> Set exercise
Reproduce every line of the data, starting at the line that contains "of the curving" and ending at the end of the data, and offset each coordinate in the answers by -144.

——————————

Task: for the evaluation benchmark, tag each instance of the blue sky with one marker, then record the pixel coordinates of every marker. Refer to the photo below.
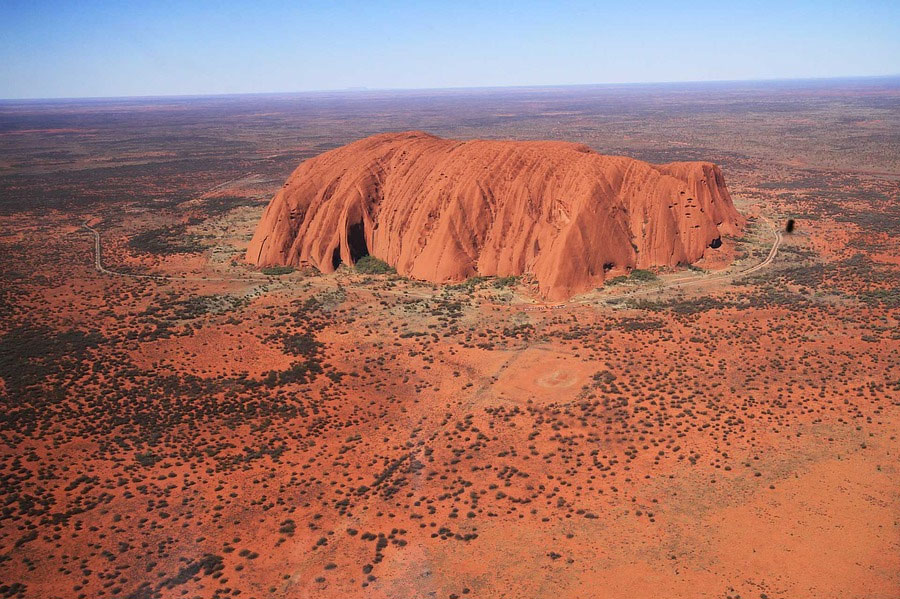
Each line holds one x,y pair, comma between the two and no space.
96,48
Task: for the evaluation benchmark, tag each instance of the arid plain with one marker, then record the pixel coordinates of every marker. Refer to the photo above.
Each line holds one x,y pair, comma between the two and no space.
178,423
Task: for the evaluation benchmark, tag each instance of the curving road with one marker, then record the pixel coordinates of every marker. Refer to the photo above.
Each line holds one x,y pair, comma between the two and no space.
679,282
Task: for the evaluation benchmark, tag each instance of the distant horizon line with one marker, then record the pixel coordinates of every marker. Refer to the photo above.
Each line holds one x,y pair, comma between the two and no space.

——————————

> Solution to this task
Task: for the evaluation benchmark, tag each instance of the curving road with one marker, then record the pixel coordinates of every marker. Refer to the photo above.
Each line holds one x,y pair, comma between the two and no space.
535,138
Task: for the evaluation benchmark, tag each instance of the distant horizon line with one marker, then record the pixel coordinates of every marker. Refer to the photo above.
Each line holds one x,y pair, comma between the two and no space.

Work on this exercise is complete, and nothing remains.